Written task:
Count the lines in the entries below that contain the string "sign", with case counting. Reply with the number alone.

____

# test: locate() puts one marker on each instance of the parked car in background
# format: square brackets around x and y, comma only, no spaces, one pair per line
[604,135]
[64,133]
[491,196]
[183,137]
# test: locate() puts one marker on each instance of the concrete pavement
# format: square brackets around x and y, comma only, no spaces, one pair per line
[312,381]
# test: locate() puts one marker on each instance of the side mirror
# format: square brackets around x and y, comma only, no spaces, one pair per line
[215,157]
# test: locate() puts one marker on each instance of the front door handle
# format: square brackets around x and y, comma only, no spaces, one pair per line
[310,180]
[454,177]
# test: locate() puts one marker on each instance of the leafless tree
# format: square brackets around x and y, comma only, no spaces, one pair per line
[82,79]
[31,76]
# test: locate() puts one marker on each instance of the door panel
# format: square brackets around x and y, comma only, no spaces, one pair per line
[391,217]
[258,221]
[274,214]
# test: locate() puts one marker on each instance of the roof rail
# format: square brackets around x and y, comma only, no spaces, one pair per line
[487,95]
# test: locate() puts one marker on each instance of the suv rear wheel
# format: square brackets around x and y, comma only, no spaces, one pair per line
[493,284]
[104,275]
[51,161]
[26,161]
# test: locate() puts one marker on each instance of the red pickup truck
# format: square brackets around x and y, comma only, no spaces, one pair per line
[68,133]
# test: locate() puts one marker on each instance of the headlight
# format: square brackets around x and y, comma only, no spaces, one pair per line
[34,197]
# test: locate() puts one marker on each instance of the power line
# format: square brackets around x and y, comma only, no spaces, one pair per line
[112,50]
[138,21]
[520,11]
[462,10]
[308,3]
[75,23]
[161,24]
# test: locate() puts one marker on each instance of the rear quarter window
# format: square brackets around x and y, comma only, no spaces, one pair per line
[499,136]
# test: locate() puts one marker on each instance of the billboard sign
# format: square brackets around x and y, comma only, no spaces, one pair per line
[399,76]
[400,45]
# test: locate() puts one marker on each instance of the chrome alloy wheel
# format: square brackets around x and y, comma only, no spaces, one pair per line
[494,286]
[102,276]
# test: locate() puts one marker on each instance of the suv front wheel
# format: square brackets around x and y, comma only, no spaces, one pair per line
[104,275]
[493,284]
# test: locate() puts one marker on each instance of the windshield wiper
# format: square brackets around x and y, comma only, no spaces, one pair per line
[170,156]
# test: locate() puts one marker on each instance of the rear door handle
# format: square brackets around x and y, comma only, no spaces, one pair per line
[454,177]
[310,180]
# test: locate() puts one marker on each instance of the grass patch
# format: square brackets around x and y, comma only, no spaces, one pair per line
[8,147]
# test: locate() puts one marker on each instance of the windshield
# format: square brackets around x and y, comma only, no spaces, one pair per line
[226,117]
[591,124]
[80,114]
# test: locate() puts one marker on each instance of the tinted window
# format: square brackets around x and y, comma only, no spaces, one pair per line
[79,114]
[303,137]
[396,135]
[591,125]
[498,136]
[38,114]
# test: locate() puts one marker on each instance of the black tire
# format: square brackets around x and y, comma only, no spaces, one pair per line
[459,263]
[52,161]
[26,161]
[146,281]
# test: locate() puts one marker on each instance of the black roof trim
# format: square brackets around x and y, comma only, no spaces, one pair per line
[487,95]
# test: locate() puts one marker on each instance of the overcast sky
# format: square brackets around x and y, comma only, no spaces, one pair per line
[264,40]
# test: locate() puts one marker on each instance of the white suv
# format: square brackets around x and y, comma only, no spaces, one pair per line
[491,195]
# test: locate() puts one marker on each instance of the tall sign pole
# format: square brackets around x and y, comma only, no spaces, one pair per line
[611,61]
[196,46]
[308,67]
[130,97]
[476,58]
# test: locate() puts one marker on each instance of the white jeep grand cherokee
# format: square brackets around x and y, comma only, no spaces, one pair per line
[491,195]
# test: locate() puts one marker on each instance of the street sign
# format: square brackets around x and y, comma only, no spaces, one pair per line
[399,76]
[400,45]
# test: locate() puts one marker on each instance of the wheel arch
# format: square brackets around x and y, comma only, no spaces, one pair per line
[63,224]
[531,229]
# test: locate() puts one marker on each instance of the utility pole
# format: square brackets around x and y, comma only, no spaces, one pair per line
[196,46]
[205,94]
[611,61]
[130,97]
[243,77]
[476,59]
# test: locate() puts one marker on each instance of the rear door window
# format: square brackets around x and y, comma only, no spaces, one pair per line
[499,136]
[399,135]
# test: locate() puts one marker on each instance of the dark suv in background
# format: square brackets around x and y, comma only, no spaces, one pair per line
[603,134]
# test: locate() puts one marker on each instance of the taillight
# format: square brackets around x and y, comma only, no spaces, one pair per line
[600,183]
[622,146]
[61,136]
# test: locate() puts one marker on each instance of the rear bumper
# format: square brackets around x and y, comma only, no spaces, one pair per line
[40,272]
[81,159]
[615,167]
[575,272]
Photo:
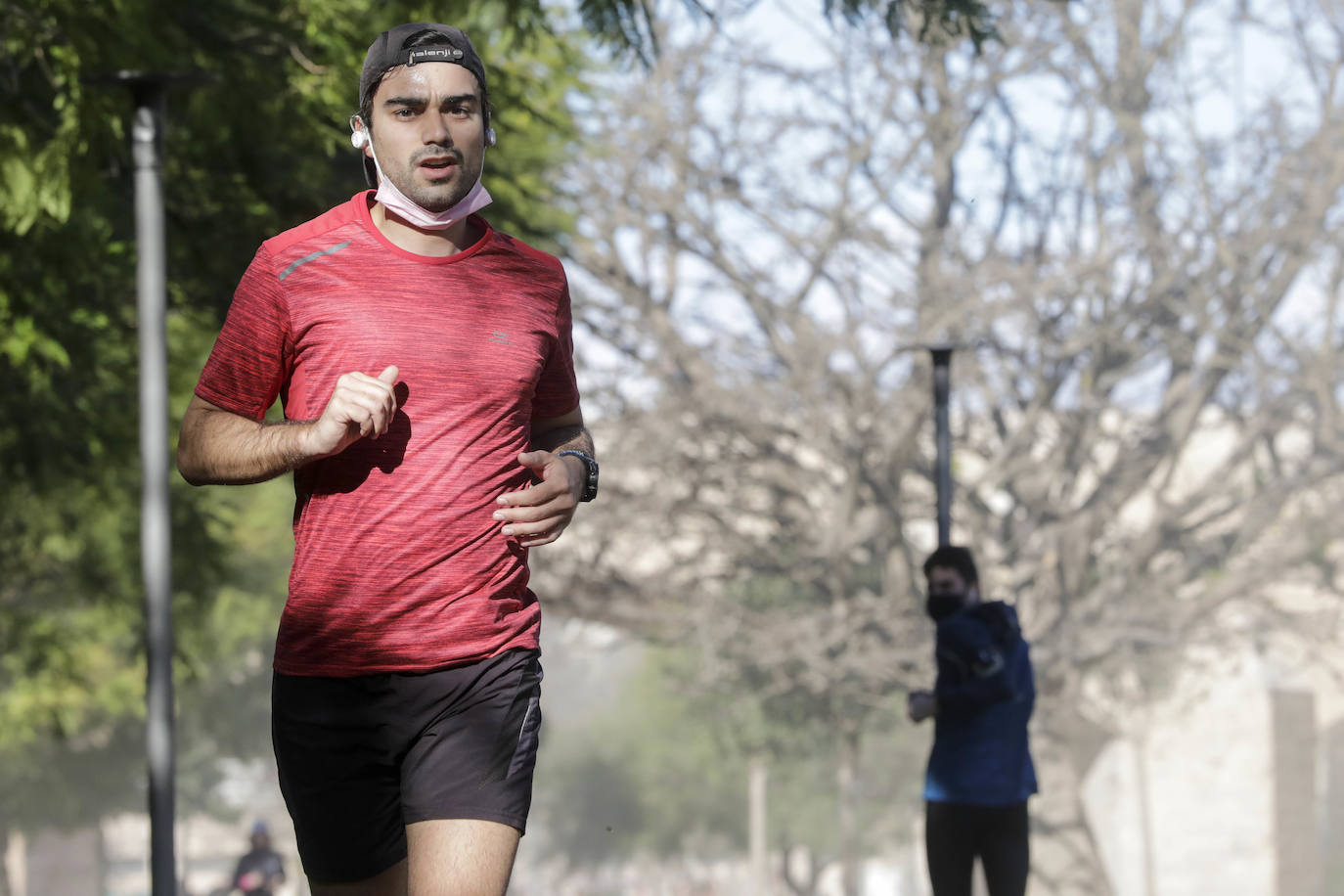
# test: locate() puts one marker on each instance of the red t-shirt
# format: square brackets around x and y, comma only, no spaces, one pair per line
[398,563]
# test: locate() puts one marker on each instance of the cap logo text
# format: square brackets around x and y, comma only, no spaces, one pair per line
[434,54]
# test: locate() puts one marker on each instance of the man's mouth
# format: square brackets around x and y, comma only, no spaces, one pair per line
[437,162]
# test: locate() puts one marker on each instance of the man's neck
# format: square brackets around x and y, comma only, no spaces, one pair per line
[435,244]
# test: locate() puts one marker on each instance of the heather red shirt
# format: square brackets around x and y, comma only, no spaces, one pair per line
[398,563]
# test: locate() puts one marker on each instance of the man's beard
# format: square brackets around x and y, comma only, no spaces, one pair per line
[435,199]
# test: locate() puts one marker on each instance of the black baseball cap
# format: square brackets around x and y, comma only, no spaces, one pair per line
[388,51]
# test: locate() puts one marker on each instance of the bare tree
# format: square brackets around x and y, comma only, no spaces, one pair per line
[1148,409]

____

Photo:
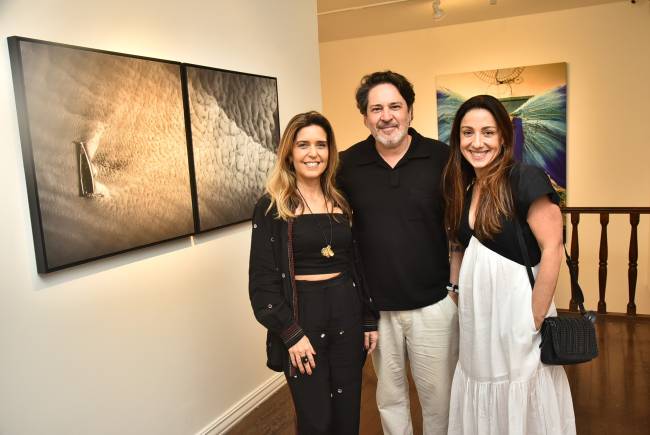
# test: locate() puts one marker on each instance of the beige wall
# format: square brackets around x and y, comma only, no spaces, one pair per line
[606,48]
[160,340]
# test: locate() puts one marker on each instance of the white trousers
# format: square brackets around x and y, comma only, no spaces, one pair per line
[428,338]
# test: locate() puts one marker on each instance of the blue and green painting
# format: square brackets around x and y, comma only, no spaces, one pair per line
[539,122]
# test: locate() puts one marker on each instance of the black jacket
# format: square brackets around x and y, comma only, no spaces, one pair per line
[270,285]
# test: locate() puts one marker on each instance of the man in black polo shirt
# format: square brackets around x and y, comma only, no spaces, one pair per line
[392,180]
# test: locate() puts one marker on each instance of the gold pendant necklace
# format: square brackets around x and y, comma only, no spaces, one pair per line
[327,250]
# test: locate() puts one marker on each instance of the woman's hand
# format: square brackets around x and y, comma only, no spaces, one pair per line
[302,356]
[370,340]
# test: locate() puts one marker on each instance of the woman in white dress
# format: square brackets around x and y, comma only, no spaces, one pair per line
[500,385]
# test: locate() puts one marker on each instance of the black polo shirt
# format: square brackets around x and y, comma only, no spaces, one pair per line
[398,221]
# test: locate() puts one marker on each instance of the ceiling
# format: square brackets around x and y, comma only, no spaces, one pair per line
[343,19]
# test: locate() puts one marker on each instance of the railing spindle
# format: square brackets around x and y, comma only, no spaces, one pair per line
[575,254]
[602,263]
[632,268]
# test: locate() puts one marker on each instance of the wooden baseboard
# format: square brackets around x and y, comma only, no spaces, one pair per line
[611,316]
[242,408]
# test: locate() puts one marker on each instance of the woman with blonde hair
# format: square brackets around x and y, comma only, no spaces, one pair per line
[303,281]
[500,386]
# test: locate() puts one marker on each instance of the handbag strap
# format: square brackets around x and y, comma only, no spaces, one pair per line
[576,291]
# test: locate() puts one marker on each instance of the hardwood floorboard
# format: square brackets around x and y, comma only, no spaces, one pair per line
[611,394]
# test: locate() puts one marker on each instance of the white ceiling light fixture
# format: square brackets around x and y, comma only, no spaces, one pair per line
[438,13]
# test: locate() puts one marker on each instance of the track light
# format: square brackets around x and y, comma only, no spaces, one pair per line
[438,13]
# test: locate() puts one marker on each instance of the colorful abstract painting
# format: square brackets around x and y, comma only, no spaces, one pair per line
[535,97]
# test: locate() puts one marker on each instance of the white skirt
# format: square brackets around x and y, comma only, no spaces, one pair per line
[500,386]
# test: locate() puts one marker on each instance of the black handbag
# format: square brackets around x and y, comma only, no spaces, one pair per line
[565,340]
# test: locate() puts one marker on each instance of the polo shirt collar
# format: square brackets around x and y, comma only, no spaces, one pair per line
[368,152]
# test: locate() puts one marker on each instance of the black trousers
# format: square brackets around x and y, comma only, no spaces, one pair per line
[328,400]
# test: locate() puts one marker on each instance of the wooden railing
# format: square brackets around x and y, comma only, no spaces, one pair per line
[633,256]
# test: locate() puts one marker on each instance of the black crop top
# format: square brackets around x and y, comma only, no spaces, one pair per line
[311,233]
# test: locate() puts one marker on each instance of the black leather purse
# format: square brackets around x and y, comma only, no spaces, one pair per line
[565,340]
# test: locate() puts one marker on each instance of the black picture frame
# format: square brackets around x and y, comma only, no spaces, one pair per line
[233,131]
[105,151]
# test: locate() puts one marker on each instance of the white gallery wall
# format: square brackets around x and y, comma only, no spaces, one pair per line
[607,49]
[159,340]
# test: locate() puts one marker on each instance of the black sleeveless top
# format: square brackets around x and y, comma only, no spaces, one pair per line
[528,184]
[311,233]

____

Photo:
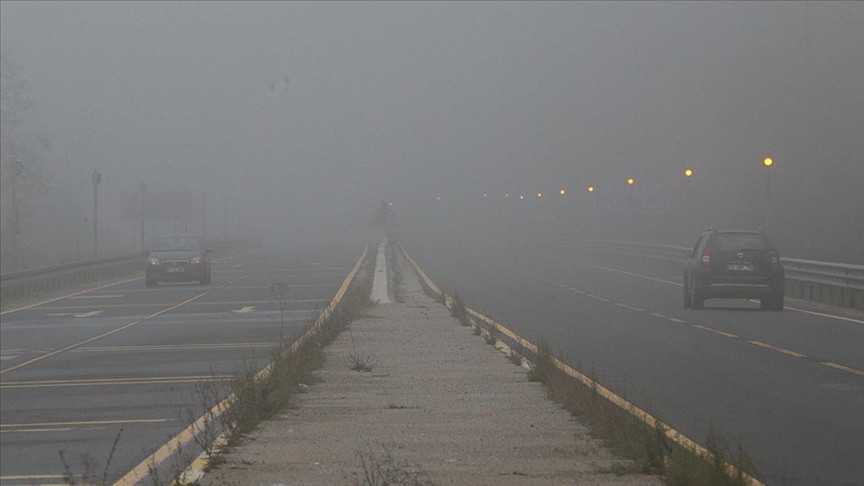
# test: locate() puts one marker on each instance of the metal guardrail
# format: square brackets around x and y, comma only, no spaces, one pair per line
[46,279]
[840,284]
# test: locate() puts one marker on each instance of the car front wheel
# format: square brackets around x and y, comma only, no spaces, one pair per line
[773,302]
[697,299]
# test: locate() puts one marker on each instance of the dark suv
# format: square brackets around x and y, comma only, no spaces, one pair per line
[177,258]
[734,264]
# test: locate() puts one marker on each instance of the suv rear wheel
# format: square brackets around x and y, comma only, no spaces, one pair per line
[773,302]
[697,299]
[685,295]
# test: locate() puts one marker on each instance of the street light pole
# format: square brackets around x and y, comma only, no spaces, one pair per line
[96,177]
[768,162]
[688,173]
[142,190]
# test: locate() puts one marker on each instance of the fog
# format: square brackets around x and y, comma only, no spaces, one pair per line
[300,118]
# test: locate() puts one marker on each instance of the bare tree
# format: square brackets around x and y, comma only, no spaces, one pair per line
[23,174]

____

Task result:
3